Given instruction: Which lines in the material below contain the word "glass"? Report each of those lines in full.

+ + + + +

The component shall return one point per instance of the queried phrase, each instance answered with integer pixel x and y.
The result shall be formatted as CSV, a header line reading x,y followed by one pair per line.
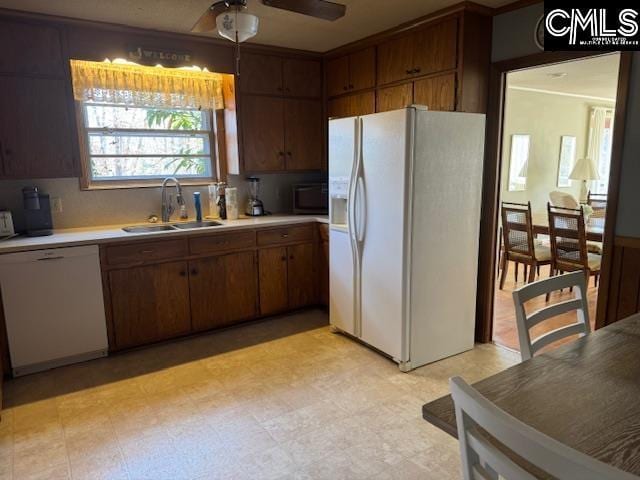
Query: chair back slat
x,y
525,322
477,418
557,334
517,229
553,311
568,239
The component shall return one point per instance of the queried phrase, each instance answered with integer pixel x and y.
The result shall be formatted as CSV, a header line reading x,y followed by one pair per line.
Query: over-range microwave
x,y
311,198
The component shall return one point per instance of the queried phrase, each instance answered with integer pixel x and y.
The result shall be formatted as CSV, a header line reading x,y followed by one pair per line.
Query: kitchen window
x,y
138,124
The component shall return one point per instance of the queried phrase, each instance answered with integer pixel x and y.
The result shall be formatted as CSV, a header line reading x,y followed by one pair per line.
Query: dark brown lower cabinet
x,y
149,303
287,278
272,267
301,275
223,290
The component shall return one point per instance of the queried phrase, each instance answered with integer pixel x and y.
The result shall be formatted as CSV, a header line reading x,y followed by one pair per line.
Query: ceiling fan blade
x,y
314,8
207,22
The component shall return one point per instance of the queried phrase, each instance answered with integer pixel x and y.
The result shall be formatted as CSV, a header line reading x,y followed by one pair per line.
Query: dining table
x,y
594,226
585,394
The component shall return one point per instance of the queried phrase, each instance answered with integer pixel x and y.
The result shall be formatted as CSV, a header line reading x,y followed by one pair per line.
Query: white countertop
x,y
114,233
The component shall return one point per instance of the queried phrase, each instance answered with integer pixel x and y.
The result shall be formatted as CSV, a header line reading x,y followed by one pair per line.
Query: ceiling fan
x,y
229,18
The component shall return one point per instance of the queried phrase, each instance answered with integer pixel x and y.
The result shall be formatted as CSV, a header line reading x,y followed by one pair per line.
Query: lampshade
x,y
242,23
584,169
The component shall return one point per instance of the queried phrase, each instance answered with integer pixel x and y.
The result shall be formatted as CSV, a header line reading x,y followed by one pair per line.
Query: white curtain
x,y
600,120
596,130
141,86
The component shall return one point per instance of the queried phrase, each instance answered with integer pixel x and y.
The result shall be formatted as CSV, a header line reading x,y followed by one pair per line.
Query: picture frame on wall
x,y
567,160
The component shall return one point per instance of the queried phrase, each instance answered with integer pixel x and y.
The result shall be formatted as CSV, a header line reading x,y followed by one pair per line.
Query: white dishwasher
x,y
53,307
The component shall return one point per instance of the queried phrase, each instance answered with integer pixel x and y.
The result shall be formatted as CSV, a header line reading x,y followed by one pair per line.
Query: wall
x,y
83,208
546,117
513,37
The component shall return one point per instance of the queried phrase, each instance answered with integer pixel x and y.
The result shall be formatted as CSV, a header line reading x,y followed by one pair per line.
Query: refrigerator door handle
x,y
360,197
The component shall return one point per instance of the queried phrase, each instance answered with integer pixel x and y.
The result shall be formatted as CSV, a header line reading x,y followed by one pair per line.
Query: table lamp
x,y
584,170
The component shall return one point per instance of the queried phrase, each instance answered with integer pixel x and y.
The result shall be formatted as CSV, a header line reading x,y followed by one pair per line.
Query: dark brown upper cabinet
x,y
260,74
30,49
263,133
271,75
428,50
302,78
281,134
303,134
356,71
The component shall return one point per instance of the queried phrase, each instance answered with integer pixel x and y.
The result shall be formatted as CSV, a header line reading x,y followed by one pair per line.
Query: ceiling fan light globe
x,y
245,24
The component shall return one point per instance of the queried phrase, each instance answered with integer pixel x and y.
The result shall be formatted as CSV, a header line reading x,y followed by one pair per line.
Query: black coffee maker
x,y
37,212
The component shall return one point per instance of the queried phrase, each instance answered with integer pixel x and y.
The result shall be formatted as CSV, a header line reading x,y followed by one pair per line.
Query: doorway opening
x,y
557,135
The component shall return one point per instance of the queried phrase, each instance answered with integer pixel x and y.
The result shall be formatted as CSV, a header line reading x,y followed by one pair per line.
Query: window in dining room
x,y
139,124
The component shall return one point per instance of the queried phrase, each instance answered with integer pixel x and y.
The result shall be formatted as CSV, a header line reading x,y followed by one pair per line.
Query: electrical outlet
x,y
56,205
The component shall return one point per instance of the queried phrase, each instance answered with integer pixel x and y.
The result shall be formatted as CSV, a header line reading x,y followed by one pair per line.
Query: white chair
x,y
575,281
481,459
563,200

+ + + + +

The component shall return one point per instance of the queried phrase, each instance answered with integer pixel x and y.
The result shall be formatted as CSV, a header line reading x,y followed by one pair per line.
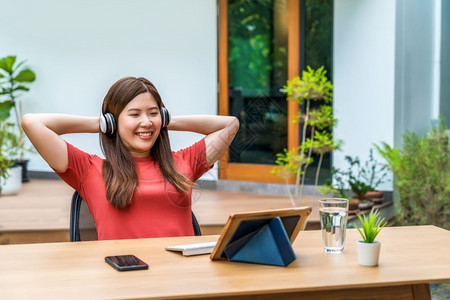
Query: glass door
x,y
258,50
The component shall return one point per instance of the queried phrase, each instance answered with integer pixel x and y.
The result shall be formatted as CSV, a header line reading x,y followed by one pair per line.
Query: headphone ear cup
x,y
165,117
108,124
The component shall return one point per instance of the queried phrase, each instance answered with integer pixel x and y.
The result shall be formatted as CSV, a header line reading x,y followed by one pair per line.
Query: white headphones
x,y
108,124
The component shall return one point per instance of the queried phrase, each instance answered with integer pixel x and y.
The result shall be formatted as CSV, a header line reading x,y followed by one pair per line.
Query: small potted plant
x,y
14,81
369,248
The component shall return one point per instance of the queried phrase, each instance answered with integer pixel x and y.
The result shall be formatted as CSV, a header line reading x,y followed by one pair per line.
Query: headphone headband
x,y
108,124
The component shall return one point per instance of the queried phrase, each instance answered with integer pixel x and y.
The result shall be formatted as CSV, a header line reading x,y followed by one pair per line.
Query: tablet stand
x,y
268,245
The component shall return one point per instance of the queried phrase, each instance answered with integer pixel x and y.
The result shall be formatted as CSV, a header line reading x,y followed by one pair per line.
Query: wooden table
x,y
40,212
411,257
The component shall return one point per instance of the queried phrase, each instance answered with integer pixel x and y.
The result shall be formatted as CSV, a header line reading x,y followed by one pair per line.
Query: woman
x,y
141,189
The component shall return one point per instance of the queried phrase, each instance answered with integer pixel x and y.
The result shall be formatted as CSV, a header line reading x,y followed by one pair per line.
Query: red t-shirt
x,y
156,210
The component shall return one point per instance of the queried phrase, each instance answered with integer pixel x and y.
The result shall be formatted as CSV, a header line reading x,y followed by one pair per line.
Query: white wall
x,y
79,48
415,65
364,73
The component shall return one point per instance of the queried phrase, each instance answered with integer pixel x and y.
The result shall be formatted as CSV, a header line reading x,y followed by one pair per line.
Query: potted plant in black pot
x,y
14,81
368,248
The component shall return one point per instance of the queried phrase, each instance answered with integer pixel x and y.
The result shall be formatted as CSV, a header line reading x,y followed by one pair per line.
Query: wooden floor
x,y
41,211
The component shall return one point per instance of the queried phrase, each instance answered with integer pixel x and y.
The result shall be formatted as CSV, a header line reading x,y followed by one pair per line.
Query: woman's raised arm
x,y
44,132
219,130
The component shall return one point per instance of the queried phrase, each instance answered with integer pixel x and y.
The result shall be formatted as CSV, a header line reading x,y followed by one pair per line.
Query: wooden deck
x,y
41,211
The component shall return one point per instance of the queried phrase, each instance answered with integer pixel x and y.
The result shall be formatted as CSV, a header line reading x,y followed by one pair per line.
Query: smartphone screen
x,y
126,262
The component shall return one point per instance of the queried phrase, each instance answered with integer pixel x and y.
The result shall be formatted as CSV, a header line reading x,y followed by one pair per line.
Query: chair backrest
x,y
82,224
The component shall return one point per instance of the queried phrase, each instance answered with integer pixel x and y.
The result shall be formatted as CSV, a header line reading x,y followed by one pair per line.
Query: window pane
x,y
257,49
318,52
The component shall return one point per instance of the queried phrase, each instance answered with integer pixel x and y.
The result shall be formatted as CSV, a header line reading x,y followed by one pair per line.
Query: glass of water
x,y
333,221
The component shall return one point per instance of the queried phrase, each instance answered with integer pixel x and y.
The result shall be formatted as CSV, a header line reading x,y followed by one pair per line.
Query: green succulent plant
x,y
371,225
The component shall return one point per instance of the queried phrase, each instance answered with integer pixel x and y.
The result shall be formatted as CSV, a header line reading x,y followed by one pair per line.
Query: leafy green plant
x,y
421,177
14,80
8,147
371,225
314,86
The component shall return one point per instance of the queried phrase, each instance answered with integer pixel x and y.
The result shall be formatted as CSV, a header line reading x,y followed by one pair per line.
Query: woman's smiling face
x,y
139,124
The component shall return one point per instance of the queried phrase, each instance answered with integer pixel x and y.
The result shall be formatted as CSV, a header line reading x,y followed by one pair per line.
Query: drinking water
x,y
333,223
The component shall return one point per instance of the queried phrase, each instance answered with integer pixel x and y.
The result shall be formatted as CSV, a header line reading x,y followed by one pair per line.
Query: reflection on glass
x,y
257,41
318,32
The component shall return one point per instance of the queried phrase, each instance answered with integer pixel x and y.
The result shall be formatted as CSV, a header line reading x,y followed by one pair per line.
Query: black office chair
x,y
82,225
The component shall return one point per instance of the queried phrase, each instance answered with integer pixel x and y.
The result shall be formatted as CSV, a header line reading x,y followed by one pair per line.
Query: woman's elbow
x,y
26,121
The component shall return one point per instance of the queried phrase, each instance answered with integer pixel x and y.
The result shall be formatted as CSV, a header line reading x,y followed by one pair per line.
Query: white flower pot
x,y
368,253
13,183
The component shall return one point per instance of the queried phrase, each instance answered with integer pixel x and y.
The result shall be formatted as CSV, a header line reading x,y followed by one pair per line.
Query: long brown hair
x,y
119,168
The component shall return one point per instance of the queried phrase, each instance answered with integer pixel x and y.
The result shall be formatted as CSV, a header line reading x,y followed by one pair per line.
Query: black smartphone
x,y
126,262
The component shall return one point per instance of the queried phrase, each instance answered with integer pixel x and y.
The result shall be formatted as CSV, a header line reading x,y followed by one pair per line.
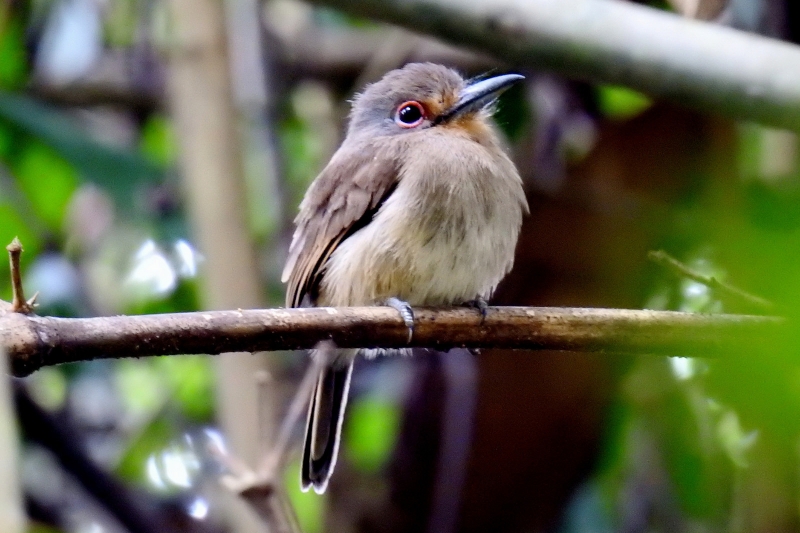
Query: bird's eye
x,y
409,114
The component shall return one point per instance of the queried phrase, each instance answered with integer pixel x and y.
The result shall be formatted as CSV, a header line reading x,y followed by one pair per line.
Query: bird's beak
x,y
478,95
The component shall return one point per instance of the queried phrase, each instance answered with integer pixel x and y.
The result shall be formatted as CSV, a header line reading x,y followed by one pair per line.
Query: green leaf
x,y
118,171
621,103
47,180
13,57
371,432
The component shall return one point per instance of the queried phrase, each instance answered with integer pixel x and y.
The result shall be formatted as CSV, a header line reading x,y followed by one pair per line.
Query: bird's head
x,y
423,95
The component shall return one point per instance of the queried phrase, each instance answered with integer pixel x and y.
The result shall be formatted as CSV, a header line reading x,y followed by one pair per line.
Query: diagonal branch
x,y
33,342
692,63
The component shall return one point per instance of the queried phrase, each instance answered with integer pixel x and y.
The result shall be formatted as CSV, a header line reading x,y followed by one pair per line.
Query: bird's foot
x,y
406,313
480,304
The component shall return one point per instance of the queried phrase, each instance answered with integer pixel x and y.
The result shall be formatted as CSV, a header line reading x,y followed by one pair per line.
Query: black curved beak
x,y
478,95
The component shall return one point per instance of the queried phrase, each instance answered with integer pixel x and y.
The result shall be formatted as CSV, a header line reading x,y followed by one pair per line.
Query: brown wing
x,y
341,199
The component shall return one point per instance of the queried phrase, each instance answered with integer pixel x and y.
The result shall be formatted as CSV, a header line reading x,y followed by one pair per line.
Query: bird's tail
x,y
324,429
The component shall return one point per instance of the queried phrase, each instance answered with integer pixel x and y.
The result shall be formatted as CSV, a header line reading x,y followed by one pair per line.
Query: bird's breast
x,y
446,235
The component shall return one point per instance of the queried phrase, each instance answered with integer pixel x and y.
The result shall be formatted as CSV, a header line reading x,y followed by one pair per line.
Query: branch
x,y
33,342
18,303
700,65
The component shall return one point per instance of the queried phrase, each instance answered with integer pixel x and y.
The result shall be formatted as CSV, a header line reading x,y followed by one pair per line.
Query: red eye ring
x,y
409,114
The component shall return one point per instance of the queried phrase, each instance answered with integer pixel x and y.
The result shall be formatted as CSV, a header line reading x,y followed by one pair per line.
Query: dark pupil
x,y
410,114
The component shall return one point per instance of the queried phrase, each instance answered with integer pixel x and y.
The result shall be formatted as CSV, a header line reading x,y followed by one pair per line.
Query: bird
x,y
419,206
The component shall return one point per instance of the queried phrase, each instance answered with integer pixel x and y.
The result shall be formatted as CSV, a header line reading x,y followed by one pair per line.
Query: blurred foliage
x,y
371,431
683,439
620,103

+ + + + +

Full response:
Query: glass door
Query: glass of water
Query: reflection on glass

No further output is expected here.